**Stored records:**

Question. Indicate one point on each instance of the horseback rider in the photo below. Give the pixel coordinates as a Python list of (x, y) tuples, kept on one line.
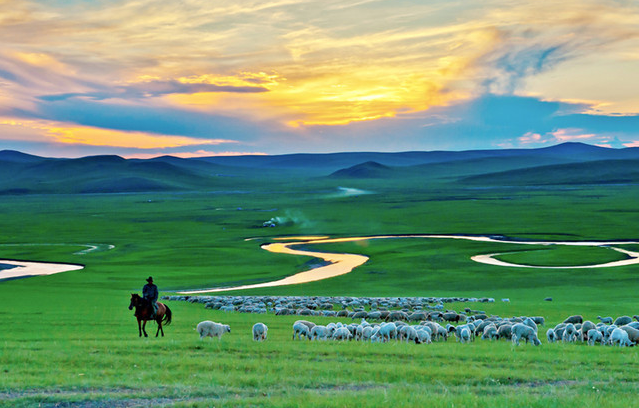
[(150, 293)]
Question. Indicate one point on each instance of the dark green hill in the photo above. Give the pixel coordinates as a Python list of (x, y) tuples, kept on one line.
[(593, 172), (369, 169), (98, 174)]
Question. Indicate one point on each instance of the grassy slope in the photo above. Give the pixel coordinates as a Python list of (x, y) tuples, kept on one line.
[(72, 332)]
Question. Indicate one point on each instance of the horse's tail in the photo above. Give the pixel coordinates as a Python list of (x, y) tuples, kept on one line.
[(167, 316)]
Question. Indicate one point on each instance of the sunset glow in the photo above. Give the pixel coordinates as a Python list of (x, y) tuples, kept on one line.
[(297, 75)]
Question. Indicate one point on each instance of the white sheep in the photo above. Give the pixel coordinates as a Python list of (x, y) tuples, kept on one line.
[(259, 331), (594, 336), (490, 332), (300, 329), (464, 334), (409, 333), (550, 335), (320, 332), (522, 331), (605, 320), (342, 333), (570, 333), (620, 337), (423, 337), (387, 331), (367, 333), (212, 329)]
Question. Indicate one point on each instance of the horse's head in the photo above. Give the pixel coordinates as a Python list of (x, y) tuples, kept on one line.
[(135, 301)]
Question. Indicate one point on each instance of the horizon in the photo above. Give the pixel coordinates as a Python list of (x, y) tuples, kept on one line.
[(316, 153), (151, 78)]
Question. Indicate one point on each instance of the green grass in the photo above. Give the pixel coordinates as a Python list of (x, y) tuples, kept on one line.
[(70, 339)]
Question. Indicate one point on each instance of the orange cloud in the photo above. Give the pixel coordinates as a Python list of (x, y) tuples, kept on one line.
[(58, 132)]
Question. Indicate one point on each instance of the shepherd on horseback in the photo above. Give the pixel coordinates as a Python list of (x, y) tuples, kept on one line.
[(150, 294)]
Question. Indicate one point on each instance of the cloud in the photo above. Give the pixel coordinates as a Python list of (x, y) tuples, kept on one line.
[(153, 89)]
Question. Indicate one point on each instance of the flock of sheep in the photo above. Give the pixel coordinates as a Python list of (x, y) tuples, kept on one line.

--

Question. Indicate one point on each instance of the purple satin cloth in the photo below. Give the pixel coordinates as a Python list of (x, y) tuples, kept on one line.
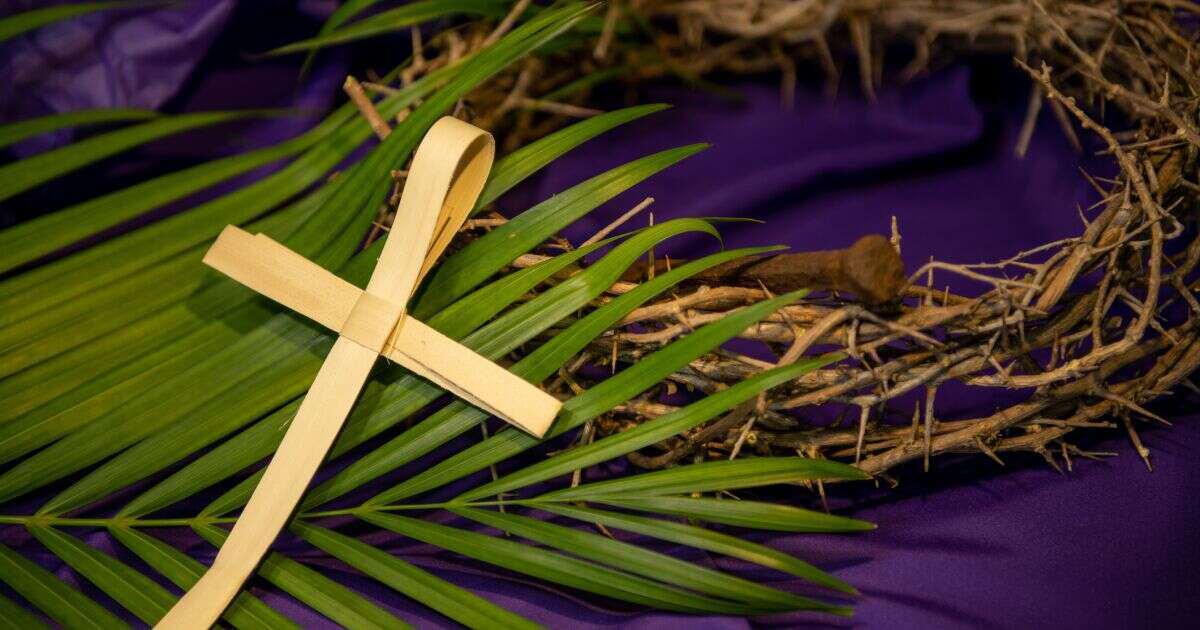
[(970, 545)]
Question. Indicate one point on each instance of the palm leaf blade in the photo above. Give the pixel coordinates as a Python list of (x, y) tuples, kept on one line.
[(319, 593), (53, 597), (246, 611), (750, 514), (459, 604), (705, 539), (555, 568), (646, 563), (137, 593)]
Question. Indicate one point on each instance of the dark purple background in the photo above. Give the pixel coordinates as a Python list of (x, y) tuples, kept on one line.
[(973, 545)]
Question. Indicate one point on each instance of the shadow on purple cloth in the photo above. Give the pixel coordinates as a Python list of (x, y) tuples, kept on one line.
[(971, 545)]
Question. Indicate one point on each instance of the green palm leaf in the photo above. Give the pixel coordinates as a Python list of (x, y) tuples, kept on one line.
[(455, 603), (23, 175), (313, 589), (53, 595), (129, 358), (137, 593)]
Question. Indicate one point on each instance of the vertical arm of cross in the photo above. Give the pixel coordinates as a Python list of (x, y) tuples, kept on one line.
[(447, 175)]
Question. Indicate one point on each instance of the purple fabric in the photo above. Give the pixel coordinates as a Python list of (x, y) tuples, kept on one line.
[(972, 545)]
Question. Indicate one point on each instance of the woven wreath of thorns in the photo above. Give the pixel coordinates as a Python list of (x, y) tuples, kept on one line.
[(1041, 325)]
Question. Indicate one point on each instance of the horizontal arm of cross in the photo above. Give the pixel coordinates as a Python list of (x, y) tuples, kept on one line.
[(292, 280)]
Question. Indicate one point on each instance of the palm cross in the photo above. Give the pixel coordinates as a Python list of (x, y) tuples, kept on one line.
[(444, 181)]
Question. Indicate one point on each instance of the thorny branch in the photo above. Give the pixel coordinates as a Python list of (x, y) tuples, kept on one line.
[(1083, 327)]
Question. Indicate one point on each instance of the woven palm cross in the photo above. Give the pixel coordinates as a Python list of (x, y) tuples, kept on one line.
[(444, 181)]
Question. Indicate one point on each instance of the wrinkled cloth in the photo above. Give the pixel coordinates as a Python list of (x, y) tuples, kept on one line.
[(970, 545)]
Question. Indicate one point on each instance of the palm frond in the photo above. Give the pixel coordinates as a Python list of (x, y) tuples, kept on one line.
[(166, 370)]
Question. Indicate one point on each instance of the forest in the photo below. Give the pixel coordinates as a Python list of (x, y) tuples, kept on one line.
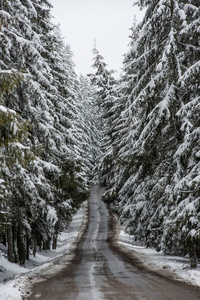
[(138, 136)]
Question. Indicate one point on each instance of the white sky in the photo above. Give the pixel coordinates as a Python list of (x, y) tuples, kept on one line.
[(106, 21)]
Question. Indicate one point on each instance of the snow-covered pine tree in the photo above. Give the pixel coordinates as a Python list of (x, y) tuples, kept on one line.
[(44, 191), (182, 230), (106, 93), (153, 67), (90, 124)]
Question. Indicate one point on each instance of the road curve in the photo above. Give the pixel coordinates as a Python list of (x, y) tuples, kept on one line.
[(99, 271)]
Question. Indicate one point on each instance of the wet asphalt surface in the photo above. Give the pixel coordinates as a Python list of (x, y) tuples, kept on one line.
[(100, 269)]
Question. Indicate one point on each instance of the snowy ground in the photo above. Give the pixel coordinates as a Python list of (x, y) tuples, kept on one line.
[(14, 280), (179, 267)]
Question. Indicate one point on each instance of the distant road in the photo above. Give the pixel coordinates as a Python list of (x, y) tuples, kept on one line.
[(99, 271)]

* * *

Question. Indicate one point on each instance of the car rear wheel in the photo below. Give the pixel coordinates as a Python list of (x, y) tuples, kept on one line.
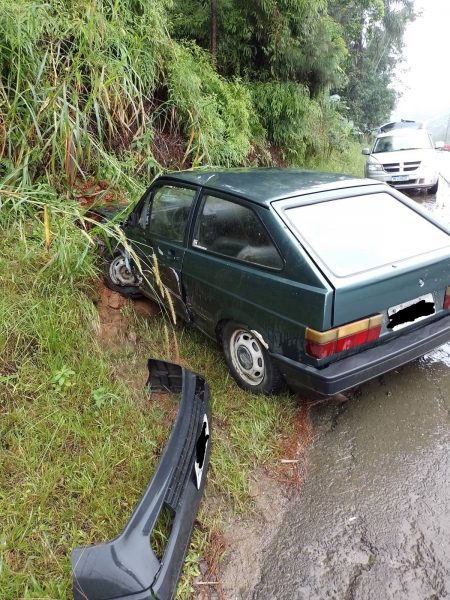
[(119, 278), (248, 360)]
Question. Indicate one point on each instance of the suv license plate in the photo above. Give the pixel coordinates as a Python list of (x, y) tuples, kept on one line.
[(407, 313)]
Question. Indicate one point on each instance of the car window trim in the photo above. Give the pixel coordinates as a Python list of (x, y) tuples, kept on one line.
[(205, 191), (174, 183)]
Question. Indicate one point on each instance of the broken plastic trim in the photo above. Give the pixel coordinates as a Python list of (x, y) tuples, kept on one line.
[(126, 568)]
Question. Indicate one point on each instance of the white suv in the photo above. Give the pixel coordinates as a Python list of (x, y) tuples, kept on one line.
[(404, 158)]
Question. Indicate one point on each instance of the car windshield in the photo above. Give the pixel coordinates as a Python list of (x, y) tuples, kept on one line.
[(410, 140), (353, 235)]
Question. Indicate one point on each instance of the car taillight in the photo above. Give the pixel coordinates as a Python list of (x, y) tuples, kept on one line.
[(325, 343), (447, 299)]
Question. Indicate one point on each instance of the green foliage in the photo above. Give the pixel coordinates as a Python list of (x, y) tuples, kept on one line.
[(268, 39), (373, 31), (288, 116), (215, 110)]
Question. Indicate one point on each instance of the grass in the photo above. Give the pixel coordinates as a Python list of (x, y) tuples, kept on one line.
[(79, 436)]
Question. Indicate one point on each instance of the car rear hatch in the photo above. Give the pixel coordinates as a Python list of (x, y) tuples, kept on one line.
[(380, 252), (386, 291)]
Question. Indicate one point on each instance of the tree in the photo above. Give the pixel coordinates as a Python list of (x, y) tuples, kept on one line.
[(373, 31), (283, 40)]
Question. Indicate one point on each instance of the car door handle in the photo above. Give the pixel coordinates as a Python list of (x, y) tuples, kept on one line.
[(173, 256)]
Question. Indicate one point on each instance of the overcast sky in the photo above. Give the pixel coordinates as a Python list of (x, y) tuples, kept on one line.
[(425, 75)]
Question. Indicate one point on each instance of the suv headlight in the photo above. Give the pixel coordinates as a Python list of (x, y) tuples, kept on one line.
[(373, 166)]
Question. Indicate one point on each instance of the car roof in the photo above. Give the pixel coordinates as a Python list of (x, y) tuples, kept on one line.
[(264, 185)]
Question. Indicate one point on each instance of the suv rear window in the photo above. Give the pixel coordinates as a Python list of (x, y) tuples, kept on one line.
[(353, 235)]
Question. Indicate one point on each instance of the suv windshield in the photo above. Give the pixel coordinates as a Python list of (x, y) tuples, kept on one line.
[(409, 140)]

**What you should do:** Update the data that begins at the line containing "Question. Indicate one point on each instance of the horseback" and ends after the line containing "[(72, 332)]", replacing "pixel coordinates" with "image coordinates" and keeping everything else the same. Leave the pictures out of your answer.

**Response to this exercise:**
Question. Indicate one point on each instance of the horseback rider in the photo below. Give the image coordinates as a Python list of (x, y) tuples, kept on one line.
[(150, 293)]
Question. Indicate one point on each instance of the dark green hill in the photo above. Give the image coordinates as a Python list of (x, y) tuples, kept on one line.
[(593, 172), (369, 169), (98, 174)]
Question. Indicate one point on each instance of the grassy slope in the photo above. Give the image coordinates as a Python list of (x, y) tuples, kept on one line.
[(72, 332)]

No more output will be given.